Pointing data
^^^^^^^^^^^^^^^^

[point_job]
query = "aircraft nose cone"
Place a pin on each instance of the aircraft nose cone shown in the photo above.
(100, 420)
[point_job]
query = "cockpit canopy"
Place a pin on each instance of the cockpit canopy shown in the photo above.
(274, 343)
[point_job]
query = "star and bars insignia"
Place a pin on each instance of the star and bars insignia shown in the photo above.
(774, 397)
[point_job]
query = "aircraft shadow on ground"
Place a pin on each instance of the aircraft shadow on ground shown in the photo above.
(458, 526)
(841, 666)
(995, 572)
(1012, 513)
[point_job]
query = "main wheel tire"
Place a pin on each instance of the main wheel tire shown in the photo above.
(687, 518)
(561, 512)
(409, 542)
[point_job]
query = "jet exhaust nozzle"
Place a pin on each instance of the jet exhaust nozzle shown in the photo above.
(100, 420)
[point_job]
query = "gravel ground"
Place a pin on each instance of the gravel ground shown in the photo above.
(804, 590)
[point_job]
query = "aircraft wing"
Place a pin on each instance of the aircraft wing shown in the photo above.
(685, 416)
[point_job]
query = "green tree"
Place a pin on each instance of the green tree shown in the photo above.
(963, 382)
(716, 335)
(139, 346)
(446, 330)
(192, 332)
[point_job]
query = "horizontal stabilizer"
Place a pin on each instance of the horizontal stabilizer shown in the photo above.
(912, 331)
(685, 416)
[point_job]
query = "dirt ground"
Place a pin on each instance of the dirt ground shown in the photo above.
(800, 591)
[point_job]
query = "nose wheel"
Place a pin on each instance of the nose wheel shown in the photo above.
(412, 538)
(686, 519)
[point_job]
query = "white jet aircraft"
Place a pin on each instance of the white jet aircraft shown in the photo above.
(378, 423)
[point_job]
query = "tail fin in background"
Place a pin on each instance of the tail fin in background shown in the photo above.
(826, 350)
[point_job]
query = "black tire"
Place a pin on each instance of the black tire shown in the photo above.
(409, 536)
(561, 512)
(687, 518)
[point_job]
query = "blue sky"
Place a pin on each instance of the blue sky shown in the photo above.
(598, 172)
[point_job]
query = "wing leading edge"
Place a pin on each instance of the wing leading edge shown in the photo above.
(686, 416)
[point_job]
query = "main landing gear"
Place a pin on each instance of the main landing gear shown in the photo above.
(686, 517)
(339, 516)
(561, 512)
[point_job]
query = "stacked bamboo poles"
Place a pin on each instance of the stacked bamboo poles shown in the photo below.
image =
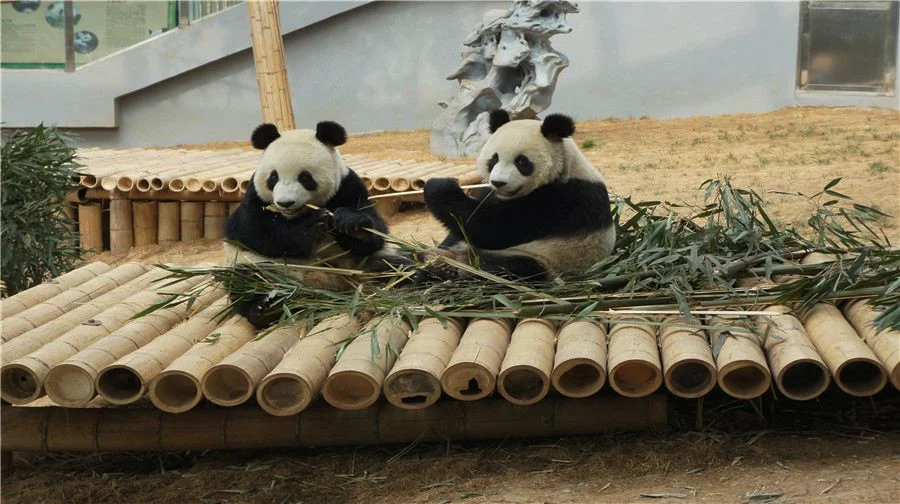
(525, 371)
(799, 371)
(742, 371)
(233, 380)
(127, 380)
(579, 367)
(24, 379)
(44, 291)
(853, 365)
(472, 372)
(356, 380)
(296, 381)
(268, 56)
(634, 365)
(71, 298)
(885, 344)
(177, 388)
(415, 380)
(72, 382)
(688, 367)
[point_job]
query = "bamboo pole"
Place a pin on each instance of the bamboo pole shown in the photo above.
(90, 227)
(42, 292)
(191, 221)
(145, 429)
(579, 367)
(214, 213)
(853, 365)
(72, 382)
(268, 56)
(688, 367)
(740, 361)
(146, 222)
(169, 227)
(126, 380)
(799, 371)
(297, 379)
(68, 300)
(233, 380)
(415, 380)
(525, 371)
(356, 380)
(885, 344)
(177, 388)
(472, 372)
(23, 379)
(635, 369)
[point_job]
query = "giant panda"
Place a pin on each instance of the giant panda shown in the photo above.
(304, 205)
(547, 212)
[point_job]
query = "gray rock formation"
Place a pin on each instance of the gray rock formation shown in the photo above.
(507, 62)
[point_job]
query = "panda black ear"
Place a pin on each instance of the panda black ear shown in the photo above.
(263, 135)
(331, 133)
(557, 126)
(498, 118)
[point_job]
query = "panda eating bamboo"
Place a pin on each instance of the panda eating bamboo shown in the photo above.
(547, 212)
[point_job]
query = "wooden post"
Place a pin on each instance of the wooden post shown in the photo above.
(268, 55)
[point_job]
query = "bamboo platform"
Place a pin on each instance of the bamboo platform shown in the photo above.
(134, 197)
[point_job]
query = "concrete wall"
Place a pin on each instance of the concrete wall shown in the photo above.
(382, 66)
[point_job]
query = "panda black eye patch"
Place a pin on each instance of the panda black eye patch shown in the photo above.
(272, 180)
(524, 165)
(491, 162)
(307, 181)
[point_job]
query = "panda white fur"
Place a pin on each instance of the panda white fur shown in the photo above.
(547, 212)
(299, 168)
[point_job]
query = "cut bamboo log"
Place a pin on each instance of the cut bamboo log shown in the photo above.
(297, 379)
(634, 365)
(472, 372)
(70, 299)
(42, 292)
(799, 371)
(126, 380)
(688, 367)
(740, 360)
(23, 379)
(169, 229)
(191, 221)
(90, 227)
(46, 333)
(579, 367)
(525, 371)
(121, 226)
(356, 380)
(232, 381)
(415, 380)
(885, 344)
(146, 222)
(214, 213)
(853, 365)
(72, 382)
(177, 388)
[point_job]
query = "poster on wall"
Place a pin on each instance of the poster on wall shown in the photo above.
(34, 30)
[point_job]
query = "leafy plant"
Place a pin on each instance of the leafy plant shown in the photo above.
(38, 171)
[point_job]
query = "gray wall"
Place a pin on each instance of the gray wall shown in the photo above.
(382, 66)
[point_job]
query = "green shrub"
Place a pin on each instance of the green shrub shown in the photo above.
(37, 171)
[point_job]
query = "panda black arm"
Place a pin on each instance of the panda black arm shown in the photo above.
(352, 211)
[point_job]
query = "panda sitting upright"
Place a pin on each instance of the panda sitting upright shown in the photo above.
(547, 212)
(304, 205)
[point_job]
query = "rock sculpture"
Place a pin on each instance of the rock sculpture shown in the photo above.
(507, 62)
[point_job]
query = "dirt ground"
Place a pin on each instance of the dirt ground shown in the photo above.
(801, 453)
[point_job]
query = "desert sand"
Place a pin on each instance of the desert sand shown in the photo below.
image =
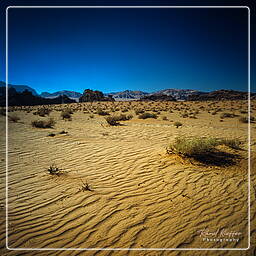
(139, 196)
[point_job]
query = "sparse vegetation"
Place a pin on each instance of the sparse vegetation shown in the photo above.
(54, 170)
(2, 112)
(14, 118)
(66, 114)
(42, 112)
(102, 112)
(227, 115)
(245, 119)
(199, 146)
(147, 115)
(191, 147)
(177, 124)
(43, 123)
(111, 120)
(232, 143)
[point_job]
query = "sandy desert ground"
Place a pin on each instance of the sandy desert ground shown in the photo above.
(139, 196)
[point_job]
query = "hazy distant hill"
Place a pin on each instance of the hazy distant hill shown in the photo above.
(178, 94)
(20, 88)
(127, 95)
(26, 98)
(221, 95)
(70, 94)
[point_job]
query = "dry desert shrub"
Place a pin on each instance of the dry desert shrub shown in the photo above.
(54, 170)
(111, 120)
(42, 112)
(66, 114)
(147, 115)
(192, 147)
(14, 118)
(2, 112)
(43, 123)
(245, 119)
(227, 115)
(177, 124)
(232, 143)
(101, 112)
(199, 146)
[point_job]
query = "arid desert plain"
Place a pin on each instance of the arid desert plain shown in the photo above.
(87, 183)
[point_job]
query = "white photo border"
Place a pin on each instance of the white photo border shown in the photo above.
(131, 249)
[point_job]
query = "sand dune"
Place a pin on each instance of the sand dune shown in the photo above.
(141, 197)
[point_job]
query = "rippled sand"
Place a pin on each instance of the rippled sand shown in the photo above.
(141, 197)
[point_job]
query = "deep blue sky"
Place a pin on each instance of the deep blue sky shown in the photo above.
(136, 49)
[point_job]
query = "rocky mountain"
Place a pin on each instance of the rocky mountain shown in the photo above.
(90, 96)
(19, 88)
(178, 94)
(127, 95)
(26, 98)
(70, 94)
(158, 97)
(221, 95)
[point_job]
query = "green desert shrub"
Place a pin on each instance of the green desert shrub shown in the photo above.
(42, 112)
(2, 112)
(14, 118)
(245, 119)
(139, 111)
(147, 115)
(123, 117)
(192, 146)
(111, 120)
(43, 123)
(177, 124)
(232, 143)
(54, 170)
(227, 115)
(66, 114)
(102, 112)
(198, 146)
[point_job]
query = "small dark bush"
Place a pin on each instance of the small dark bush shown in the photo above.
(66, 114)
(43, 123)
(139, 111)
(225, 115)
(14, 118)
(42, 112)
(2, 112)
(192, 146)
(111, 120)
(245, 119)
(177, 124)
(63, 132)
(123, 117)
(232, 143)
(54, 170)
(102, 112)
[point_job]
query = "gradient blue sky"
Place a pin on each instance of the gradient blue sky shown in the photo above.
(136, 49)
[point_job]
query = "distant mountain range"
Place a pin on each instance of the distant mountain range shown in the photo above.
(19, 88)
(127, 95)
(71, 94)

^^^^^^^^^^^^^^^^

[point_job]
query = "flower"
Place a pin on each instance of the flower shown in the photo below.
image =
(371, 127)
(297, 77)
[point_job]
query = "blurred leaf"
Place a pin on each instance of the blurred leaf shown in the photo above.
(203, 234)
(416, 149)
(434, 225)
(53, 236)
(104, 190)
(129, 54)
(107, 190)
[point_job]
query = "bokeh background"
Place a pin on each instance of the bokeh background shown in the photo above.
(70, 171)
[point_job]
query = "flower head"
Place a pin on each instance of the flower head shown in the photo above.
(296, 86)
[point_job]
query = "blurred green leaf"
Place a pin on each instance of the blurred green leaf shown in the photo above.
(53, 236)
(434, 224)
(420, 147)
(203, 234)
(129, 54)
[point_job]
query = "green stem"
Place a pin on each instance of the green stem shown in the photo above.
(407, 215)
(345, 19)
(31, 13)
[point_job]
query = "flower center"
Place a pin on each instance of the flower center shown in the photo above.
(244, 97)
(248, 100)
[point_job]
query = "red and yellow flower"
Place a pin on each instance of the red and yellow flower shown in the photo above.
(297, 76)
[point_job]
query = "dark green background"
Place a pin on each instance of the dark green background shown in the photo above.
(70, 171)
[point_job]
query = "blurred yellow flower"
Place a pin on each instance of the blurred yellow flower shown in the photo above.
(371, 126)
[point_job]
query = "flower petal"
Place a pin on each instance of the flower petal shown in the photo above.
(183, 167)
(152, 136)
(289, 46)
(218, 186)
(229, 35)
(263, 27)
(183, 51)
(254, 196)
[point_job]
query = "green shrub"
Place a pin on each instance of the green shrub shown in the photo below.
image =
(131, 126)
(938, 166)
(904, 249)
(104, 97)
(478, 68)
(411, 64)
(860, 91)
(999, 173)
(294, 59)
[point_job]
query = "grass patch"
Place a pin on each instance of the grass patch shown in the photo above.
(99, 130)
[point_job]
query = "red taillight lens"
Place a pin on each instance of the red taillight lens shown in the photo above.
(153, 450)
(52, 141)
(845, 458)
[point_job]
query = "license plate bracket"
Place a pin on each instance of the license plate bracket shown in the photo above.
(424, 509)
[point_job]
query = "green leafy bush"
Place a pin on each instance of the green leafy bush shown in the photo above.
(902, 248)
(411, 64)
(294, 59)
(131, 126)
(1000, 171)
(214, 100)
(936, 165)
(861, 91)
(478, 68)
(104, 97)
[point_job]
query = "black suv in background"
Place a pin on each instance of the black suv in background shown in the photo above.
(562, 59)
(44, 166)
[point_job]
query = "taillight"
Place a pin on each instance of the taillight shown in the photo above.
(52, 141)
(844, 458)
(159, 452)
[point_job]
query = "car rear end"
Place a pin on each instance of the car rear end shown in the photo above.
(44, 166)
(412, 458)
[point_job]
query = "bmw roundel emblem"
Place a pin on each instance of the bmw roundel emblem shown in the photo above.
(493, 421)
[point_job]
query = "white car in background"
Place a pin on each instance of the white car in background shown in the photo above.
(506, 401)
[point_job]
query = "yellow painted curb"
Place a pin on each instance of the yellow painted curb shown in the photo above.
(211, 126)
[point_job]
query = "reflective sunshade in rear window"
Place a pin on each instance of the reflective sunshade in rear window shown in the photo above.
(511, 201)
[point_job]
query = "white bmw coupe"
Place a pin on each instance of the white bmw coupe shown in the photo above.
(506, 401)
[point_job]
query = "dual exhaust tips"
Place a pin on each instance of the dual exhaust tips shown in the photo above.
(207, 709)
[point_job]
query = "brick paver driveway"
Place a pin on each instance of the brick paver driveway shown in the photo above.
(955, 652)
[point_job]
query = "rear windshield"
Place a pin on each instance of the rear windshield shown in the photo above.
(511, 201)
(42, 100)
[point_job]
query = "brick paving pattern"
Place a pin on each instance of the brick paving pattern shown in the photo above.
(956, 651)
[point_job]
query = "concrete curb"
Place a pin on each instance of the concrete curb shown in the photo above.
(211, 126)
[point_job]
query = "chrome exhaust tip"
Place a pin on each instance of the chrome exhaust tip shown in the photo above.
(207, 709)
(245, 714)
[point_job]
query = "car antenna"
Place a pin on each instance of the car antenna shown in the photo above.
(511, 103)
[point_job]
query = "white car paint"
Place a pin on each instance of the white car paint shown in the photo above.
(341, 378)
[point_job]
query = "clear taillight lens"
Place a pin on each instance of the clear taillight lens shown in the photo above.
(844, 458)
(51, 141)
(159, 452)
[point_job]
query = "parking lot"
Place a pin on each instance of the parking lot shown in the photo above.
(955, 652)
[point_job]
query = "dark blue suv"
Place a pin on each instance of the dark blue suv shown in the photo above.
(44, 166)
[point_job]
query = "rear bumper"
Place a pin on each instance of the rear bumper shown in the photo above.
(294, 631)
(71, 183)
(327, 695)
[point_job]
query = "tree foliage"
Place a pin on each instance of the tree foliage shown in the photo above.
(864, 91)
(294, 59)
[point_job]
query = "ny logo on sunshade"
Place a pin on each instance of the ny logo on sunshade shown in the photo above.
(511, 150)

^^^^^^^^^^^^^^^^

THE EXERCISE
Find every line in the data that contains the string "bumper", matching case exactly, and copy each of those lines.

EXPECTED ANSWER
query = "rear bumper"
Place a pin on each instance of the rear bumper shown in the photo above.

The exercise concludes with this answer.